◆ **Exercises to complete**:
- A) Answer these questions using the Gordon West tribute text below, labeling each answer with its matching marker:
(i) Who is the Chairman of the Everton Former Players' Foundation?
(ii) For how many years had David France known Gordon West?
(iii) How many people attended the 2001 Hall of Fame event?
- B) List every line in the listing below that contains the string "iron". Case counts.

◆ **Selected passage**:
——————————

Gordon West Remembered
Anyone wishing to send messages of condolence to Gordon’s family can do so using this website. Please use the comment section and we will pass on the messages to Gordon’s family.
Gordon West 1943-2012
Tribute from Laurence Lee Chairman of the Everton Former Players’ Foundation
As Chairman of the Everton Former Players Foundation i have to say Gordon was a pleasure to look after. He was so appreciative of whatever help we could offer him. He was a true legend and one of my childhood heroes.
His recent illness was a source of great sadness to every Trustee and indeed every Evertonian. The help we offered to Gordon was mere repayment of the many years of pleasure he gave to us all. He was a unique character who will be sadly missed . Our thoughts are with his family at this sad time
A tribute from David France O.B.E.
Like you, I was saddened to learn of the death of Gordon West – a pillar of the Everton family. I had known him in one way or another for 50 years. As the most expensive keeper in the world, he was an agile giant who made the kind of full-length saves that you rarely see today. As a hero, he won two League titles and an FA Cup during the Catterick era. The only other player to do so was his old friend Brian Labone. As my friend, he was one of the nicest and funniest people I’ve ever met. Also he possessed rare charm and even rarer humility. I suppose my favourite memories of Gordon are as a great Evertonian rather than a great Everton keeper.
I remember visiting his home in Waterloo some 15 years ago. It was obvious that life hadn’t always been kind to him after he had hung up his boots. As a result, Brian Labone and I vowed to get him on his feet. There was one obvious problem; the keeper had ballooned to 20 odd stones and was reluctant to leave his sanctuary. Nevertheless, we ushered him into a big man’s shop in the city centre. Once there the salesman measured him. Brian asked: ‘What size are you Gordon?’ The salesman responded ‘58 Regular.’ As quick as a flash Brian retorted: ‘There is nothing regular about being 58 Regular.’ Gordon wasn’t shocked by hisstatistics but was astonished at the price tags. Reluctantly, he selected a suit plus a few white shirts and a few pairs of socks. I took care of the transaction: ‘How much do I owe you?’ The salesman smiled: ‘Would you believe it? You’re in luck. It’s our ‘Football Legends’ Sale’ this afternoon. There’s an 80% discount on every item. I’m a Red but my father would be so proud that I’ve taken care of such a big Evertonian!’
Kitted out in his new togs, Gordon was a regular at the Hall of Fame celebrations during the next decade. Anyone privileged to hear him speak at a Hall of Fame dinner will testify to his love of Everton Football Club and his fellow Evertonians. I asked him to say grace at the 2001 event. Instead he opened his heart and spoke with rare emotion about the work of the Everton Former-Players’ Foundation. The 600 attendees fell silent as he detailed how it had helped him regain his pride and his dignity. Gordon was close to tears when he declared: ‘No fans look after their heroes like Evertonians do.’ He wasn’t alone.

——————————

◆ **Material supplied**:
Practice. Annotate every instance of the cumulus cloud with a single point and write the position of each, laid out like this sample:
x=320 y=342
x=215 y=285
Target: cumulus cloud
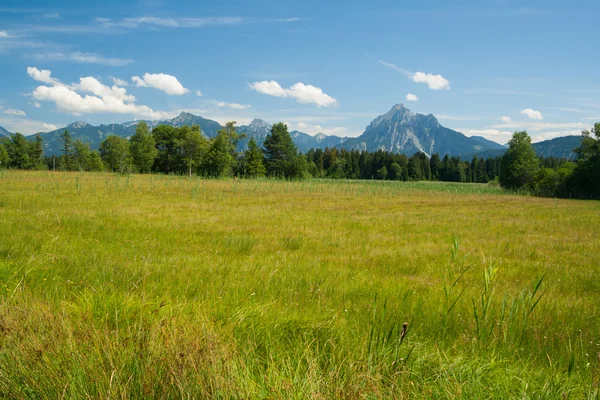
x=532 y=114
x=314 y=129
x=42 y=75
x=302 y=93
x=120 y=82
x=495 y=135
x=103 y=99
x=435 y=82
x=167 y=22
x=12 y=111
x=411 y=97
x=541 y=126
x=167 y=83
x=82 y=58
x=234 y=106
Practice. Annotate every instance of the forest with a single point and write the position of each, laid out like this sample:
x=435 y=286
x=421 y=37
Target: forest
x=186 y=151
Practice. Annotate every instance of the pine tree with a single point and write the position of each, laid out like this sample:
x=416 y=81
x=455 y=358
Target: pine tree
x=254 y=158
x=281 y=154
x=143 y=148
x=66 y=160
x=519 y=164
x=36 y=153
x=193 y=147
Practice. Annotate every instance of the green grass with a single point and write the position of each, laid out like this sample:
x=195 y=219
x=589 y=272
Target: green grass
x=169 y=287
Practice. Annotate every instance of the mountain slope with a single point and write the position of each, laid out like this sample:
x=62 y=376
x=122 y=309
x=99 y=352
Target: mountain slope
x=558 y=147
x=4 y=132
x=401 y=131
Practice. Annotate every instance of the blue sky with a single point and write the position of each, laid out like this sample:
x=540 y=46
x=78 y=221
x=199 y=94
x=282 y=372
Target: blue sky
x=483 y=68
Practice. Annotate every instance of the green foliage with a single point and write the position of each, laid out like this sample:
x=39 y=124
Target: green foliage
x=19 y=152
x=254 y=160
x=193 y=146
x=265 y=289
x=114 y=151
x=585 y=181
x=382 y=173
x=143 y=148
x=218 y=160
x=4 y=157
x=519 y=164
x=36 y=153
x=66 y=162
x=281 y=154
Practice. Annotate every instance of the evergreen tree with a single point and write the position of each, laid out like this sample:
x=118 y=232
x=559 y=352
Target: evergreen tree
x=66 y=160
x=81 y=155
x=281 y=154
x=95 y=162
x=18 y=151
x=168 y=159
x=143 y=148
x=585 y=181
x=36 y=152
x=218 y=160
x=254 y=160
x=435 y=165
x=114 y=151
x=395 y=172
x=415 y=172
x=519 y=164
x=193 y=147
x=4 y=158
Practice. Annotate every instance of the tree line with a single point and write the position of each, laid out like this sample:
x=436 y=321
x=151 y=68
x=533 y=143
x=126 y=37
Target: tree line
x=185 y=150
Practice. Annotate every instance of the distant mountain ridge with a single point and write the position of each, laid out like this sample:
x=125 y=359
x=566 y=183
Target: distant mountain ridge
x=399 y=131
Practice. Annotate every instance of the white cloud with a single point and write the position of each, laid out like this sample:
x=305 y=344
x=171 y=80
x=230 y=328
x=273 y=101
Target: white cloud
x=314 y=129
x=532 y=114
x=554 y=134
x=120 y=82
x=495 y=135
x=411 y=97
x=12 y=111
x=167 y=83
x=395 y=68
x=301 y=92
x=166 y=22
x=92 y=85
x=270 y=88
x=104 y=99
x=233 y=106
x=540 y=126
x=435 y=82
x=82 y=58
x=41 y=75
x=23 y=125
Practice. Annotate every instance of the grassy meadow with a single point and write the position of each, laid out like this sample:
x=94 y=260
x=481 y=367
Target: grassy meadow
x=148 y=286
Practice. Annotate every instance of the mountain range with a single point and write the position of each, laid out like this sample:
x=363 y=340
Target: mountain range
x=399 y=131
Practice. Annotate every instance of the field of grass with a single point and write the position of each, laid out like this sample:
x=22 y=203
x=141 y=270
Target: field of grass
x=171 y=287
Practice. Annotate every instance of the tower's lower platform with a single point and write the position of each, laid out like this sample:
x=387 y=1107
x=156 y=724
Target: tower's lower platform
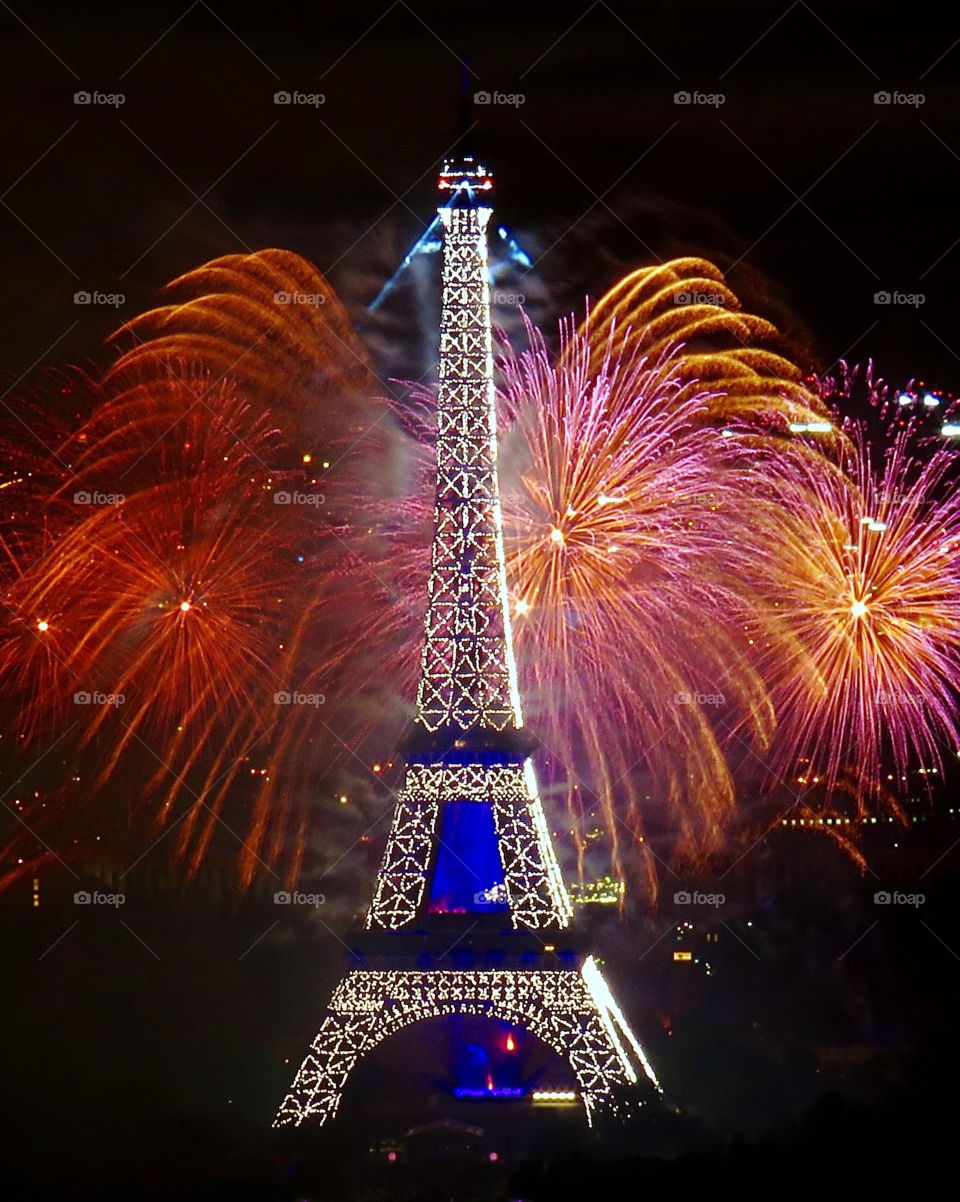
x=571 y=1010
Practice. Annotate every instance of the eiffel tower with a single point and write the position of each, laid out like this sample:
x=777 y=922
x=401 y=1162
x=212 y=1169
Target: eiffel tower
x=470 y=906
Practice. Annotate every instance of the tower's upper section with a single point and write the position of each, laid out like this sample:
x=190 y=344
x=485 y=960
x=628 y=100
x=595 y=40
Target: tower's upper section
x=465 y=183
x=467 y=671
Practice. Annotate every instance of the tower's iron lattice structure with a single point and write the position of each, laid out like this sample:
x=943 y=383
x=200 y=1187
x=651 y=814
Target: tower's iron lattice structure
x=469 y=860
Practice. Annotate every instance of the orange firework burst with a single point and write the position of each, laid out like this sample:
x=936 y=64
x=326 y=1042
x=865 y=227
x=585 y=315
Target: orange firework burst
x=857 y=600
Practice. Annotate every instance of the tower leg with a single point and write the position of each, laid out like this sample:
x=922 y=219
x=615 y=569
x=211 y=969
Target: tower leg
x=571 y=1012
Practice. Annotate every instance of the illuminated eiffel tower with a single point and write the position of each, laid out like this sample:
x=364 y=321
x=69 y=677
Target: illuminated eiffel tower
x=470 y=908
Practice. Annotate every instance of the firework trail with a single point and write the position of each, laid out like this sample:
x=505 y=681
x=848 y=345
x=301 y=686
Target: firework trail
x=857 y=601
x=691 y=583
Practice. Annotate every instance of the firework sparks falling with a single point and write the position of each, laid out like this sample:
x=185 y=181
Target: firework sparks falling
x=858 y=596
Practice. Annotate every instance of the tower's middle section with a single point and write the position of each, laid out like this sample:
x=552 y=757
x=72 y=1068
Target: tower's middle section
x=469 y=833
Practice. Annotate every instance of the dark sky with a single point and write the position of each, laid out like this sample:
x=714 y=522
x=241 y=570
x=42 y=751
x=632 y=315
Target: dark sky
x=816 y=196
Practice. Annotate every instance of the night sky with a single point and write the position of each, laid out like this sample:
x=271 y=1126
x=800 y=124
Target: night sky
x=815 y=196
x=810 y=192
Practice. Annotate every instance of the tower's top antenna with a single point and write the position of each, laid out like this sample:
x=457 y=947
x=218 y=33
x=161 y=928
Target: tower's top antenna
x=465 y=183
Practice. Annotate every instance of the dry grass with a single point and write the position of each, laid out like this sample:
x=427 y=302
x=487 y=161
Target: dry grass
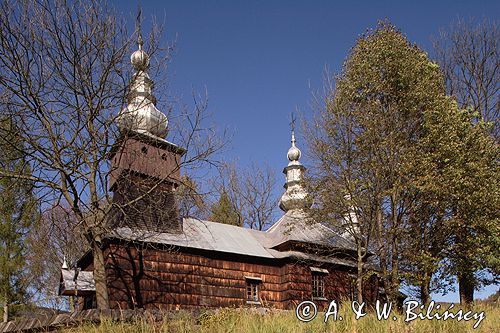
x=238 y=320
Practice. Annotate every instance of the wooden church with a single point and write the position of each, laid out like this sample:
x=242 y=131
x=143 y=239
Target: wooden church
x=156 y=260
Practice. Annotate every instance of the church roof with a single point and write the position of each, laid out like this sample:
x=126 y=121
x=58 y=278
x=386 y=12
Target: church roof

——————————

◆ **Solved tasks**:
- A)
(i) Laurence Lee
(ii) 50 years
(iii) 600

- B)
Practice. Annotate every instance of the tower's iron lattice structure with a single point and write the position of each, laid out like this sample:
Target: tower's iron lattice structure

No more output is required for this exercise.